Material for the task:
===============

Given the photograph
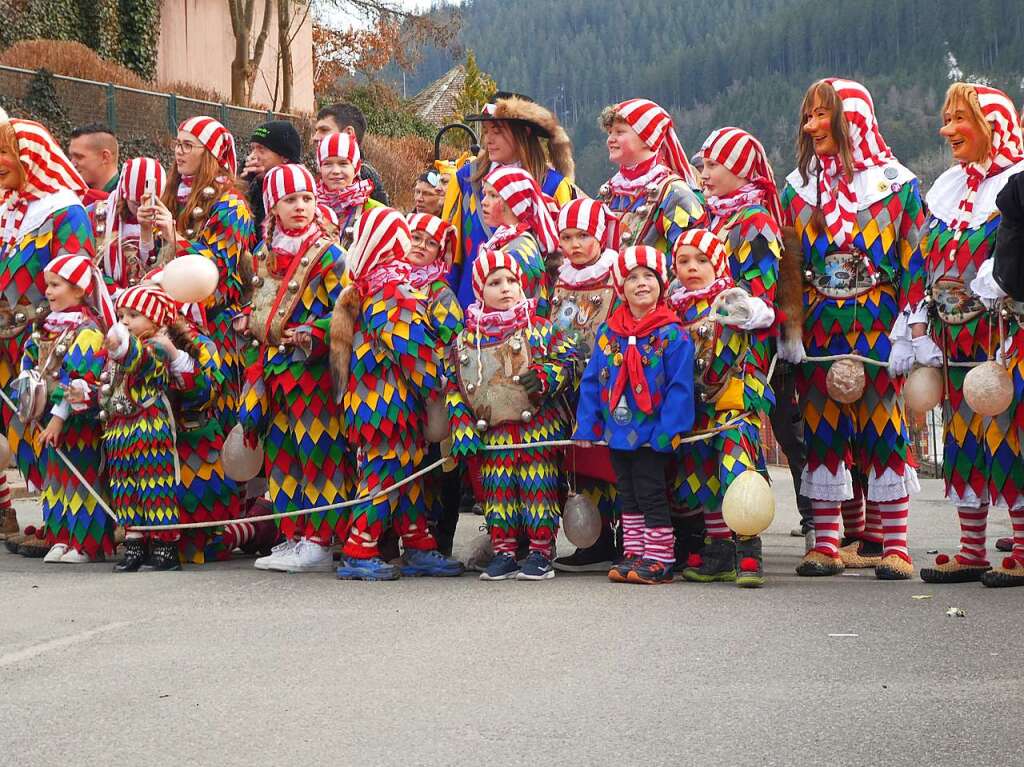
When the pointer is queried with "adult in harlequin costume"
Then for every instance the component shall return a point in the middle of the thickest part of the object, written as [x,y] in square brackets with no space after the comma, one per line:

===============

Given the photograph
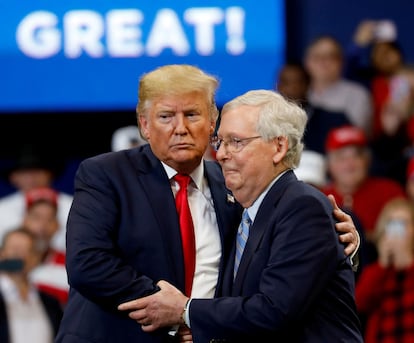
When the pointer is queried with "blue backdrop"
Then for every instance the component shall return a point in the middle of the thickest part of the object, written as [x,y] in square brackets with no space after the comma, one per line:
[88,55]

===============

What to work on: Tally the lines in the rows above that contain the string "queried", with case counting, and give only the number.

In response: 2